> _DIRECTIONS FOR THIS TASK_
Once the line containing "If you could mark the umbrella" is located, output it and every line after it through the end of the records, exactly as written and nothing else.

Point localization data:
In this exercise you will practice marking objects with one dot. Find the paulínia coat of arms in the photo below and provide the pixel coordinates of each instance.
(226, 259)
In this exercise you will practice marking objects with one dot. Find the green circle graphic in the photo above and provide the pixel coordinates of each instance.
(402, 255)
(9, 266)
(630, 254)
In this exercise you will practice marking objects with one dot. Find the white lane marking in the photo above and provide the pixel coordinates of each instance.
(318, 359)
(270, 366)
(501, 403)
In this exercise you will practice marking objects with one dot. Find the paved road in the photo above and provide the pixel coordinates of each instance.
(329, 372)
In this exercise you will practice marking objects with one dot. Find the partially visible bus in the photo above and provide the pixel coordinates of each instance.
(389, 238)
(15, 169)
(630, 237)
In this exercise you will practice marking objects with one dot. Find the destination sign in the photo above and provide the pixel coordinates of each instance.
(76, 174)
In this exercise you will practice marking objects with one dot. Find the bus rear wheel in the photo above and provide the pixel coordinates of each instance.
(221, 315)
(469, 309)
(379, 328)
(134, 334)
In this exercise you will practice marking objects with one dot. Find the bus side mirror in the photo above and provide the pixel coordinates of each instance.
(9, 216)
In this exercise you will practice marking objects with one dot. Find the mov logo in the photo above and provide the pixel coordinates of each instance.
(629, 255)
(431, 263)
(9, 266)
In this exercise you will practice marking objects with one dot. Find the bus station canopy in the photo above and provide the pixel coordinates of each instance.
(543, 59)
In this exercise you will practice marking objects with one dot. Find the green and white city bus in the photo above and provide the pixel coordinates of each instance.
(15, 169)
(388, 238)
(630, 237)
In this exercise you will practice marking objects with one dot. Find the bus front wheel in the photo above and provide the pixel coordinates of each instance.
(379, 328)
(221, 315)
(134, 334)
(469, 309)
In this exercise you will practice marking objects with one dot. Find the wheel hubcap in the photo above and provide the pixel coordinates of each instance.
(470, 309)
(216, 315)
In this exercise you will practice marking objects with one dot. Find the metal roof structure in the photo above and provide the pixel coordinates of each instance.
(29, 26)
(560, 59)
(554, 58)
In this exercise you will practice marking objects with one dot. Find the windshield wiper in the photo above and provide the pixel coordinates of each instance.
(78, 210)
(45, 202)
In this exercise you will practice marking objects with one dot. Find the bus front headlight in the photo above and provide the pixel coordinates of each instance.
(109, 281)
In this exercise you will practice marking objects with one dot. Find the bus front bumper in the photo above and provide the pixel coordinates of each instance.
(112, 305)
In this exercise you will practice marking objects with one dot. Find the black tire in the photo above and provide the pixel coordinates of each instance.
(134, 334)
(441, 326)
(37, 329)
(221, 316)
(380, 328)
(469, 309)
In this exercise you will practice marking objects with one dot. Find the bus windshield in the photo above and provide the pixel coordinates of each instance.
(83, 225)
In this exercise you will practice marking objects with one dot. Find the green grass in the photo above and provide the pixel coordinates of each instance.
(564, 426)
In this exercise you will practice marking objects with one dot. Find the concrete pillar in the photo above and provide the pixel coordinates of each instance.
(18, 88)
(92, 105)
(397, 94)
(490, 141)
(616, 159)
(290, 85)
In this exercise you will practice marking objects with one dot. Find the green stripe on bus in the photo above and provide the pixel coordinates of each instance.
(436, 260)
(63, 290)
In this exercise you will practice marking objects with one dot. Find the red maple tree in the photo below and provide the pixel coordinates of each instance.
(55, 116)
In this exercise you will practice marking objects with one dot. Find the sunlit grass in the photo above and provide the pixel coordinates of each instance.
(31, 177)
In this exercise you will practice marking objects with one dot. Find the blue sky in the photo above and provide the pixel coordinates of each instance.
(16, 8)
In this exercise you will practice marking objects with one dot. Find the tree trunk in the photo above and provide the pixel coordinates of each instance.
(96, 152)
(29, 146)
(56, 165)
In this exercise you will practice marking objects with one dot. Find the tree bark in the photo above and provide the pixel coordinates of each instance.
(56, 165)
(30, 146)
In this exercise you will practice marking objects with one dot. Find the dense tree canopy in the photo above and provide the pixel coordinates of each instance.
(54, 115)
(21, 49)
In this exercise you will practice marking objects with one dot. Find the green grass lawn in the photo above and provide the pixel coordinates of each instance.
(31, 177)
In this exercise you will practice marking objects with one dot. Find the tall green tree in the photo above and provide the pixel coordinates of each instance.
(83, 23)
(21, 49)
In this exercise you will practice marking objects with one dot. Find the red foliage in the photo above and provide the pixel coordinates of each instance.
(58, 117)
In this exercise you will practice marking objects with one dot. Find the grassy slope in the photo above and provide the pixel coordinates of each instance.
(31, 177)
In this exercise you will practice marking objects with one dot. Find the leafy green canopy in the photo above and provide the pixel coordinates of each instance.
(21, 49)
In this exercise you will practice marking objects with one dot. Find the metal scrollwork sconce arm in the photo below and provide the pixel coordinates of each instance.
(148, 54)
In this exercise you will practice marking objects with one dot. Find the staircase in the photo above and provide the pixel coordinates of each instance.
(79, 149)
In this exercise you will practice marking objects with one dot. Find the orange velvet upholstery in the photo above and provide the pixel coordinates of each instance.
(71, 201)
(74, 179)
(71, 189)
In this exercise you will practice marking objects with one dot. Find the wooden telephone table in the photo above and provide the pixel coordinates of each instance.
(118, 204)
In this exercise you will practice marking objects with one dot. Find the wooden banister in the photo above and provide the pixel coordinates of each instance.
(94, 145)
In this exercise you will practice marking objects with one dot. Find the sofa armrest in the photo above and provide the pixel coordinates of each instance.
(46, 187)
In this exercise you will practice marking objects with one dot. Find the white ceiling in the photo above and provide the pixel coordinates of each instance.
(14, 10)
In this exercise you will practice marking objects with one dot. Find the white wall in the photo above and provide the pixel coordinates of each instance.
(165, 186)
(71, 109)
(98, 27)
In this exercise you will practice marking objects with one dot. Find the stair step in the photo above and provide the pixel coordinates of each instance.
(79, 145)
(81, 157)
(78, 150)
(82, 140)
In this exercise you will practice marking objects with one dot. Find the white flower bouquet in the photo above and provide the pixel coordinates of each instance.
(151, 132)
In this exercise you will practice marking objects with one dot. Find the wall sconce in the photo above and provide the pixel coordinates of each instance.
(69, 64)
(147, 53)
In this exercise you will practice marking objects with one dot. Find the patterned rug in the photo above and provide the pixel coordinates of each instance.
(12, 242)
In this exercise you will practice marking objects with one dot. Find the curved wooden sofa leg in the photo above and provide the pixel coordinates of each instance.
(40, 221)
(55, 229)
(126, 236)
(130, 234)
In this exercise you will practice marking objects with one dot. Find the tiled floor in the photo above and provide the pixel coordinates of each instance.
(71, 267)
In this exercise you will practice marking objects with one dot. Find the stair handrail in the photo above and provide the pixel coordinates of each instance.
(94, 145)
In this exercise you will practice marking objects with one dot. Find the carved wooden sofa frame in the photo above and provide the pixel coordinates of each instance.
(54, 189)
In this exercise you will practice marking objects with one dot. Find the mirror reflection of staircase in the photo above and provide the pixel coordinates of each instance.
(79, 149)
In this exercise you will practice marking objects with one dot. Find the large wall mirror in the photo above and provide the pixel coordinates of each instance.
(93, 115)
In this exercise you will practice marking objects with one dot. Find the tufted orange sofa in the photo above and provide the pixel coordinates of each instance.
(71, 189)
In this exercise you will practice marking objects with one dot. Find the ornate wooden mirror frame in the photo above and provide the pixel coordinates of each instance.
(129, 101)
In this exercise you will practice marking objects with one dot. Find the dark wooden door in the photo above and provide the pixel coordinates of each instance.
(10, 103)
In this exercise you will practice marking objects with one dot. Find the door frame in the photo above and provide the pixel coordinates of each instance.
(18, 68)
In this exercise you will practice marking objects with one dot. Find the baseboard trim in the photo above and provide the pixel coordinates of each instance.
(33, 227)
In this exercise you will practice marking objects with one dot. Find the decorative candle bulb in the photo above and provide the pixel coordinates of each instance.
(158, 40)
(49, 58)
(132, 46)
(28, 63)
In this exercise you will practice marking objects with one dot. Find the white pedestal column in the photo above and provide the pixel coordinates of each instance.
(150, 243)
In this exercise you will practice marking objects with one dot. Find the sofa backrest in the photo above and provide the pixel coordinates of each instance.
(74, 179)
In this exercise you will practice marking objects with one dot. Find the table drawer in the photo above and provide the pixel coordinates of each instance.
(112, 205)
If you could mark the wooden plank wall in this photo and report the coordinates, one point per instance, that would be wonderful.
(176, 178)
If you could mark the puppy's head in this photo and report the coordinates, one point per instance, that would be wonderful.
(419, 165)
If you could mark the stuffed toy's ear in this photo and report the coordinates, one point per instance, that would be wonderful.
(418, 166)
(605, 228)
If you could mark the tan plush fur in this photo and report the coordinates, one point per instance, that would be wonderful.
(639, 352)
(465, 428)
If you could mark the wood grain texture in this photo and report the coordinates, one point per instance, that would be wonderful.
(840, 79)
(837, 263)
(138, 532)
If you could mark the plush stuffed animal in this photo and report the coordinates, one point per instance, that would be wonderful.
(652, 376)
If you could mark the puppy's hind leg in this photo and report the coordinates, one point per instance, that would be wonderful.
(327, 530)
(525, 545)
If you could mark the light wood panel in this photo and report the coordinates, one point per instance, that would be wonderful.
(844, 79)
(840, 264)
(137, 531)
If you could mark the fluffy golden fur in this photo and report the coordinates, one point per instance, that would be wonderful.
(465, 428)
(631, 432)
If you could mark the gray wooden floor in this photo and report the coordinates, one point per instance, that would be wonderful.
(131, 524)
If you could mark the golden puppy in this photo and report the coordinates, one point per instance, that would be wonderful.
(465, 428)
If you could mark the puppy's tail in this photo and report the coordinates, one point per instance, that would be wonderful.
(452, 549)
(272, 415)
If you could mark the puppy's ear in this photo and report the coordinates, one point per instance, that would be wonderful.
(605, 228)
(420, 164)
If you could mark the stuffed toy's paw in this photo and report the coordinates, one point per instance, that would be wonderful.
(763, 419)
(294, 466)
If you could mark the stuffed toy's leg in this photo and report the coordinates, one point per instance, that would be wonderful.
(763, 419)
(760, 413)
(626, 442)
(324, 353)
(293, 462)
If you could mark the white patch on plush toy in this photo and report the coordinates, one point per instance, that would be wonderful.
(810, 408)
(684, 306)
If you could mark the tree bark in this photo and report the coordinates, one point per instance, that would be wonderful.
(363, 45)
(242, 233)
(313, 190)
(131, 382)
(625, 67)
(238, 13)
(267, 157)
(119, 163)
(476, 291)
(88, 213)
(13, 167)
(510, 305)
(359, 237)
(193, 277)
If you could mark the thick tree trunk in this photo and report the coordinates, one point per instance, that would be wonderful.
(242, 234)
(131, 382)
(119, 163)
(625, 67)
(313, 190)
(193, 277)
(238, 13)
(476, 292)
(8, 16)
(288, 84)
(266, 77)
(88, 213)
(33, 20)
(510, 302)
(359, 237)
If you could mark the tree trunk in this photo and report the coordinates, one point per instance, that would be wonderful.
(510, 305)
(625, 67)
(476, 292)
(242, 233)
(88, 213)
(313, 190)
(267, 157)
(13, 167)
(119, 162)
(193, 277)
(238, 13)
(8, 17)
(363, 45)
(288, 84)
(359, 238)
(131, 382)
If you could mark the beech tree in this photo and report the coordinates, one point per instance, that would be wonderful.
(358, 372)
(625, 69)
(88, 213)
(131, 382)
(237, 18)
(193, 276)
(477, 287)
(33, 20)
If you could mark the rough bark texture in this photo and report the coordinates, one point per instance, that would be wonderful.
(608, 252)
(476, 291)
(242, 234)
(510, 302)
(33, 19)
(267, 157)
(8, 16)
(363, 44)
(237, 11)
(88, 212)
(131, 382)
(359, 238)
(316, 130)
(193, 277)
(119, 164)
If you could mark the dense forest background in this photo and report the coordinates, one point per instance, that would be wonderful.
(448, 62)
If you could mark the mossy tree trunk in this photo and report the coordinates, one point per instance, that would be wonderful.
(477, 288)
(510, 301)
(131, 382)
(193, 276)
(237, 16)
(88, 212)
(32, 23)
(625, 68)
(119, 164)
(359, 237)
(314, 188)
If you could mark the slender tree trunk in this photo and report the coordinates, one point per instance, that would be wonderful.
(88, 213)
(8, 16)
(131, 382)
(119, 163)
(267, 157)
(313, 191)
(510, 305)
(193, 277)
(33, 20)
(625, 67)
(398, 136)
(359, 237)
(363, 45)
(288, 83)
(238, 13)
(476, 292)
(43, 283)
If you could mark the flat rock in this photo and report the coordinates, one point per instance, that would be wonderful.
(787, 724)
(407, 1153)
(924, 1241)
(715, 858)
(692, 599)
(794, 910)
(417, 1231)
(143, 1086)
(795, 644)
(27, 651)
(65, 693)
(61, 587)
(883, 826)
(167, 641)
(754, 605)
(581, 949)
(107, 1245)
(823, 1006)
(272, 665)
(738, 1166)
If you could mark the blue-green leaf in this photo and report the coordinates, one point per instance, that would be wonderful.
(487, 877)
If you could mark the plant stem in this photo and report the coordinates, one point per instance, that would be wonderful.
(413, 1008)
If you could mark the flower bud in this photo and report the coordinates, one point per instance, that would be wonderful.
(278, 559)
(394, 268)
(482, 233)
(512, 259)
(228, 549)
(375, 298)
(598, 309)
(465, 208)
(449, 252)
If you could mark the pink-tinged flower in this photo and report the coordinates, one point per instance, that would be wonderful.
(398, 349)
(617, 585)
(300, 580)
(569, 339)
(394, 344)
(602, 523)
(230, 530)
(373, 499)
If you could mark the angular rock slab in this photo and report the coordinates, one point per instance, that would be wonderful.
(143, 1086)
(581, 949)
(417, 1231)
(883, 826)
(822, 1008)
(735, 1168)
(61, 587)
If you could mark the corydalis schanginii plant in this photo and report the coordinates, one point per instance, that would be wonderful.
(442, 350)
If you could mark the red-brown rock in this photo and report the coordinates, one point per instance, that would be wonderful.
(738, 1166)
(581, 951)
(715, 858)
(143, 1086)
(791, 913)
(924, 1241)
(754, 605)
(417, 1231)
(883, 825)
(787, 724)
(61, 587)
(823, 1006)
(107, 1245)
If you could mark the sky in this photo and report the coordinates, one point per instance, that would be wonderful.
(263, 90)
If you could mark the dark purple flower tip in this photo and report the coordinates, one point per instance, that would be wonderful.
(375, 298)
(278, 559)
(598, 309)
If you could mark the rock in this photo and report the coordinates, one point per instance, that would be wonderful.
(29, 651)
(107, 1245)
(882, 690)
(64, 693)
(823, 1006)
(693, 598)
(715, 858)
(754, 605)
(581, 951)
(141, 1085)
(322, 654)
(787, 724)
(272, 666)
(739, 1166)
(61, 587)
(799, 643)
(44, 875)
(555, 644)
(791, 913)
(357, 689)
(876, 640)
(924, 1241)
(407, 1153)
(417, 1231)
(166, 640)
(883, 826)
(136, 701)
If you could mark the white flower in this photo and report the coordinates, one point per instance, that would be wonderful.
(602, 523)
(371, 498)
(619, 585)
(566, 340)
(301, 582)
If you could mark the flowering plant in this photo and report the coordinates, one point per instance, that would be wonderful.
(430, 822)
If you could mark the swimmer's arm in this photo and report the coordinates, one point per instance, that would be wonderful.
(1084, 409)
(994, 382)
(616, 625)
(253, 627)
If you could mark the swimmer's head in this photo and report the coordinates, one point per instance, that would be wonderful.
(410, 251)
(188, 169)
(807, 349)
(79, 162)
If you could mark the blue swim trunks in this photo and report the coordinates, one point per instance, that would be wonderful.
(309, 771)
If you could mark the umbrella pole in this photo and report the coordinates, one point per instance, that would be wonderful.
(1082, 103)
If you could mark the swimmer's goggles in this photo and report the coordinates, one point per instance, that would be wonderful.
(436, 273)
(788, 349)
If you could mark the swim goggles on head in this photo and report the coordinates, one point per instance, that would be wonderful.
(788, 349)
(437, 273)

> _WRITTEN ANSWER_
If you could mark the umbrella pole in this photo and report the coordinates, one point per instance, that would be wonderful.
(1082, 103)
If you could mark the swimmer's goggles in this photo and report the coordinates, one point per instance, that would be wonderful.
(436, 273)
(788, 349)
If you could mark the swim goggles on head in this photo and report the coordinates, one point per instance, that would be wonderful.
(788, 349)
(437, 273)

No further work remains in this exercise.